Your task
Print the data below exactly, but only the lines from the one containing "# Mark every wooden" down to the one containing "# Mark every ceiling air", inclusive.

Input data

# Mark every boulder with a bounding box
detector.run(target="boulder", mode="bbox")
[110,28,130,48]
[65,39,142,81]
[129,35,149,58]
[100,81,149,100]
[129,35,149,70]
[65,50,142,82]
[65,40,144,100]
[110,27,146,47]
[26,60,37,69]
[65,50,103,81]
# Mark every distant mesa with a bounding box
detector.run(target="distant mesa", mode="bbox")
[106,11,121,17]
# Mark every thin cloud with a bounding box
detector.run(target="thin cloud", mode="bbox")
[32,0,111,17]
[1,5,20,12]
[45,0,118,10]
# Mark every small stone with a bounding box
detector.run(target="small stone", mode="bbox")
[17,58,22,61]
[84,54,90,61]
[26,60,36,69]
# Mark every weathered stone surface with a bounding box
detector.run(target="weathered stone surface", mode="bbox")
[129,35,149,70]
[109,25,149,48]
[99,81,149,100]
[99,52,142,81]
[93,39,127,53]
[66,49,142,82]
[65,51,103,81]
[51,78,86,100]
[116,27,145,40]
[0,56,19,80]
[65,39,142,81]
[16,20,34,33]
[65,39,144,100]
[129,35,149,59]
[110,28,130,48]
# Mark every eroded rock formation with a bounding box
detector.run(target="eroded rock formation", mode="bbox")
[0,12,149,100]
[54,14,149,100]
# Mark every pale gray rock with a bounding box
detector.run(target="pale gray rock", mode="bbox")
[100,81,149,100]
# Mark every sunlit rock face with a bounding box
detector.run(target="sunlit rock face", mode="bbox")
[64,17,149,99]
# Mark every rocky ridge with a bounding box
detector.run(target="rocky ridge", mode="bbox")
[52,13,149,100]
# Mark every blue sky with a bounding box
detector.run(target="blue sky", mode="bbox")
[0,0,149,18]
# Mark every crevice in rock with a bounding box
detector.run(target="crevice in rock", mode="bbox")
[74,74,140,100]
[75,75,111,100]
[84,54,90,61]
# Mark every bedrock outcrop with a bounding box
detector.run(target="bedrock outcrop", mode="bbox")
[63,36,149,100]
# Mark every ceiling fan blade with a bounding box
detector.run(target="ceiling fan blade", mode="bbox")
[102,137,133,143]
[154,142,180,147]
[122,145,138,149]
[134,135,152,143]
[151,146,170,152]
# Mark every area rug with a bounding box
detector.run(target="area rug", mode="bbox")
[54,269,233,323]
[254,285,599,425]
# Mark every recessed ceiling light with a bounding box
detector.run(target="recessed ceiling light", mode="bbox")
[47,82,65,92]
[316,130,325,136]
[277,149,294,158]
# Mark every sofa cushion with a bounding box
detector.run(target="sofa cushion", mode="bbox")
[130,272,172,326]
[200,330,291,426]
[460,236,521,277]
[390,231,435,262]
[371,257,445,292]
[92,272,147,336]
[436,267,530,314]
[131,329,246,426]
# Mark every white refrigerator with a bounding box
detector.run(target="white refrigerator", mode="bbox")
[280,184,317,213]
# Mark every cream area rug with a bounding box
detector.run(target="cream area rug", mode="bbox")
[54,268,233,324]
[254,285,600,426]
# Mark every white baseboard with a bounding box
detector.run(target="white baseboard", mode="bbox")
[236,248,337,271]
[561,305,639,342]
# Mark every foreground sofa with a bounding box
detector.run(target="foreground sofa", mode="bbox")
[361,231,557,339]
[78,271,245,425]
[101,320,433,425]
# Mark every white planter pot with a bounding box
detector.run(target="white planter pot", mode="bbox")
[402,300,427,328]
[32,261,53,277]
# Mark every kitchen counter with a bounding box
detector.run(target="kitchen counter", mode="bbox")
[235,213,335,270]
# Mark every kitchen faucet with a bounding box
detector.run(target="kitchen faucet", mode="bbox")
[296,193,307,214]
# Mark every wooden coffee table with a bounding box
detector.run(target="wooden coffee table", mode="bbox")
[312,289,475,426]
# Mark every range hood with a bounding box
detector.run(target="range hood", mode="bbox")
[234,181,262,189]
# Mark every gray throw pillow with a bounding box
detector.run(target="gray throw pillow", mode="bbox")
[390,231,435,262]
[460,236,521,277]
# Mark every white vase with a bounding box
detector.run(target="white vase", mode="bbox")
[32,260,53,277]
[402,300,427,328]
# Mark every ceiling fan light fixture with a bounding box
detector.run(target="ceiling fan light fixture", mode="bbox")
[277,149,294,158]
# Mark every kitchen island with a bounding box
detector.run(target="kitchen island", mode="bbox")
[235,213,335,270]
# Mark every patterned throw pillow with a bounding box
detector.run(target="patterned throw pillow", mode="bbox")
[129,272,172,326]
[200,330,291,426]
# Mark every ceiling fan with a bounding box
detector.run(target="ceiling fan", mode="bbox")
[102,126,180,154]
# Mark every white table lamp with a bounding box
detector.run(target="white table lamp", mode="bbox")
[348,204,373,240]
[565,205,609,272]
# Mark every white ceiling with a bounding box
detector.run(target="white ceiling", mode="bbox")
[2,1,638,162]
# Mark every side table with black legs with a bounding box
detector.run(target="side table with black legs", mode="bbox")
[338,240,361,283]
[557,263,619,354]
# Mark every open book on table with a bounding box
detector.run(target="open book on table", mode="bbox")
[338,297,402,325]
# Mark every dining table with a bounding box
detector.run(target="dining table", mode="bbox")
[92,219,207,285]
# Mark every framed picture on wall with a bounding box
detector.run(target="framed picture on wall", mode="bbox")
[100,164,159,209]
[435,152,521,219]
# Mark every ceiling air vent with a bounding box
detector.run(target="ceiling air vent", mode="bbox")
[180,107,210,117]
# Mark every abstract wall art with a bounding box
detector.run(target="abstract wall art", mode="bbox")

Answer to this problem
# Mark every wooden coffee table with a bounding box
detector.run(target="wooden coffee table", mode="bbox")
[312,289,475,426]
# Mark every range hood with a bounding box
detector.run(target="range hood", mode="bbox")
[234,181,262,189]
# Mark every gray throw pillow with a bounding box
detector.run(target="gray throw pillow", mode="bbox")
[390,231,435,262]
[460,236,521,277]
# Mark every white vase with a bounding box
detector.run(target="white vase", mode="bbox")
[32,260,53,277]
[402,300,427,328]
# Mark every ceiling fan light fixture with a bounding box
detector.run(target="ceiling fan light fixture", mode="bbox")
[277,149,294,158]
# Mark every kitchen island with a bounding box
detector.run(target="kitchen island", mode="bbox")
[235,213,335,270]
# Mark every patterned throw pillow with a bounding box
detector.run(target="patterned throw pillow", mode="bbox")
[129,272,172,326]
[200,330,291,426]
# Mark every ceiling fan with a bounding box
detector.run(target="ceiling fan", mode="bbox")
[102,126,180,154]
# Mark every white table lamp with a bounding box
detector.run(target="white table lamp", mode="bbox")
[348,204,373,240]
[565,205,609,272]
# Mark every white ceiling with a bounding box
detector.run(target="white ceiling", mode="bbox")
[2,1,638,162]
# Mark every side table with black legs with a bounding box
detector.run(target="side table with black legs", mode="bbox")
[338,240,361,283]
[557,263,619,354]
# Mark every open book on table with a bounding box
detector.run(target="open book on table", mode="bbox")
[338,297,402,325]
# Mark every dining table with a bounding box
detector.run(target="dining table", mode="bbox")
[92,219,207,285]
# Mark every framed picture on wall with a bounding box
detector.run(target="framed picture on wall", mode="bbox")
[100,164,159,209]
[435,152,521,219]
# Mark every ceiling air vent with a bounding box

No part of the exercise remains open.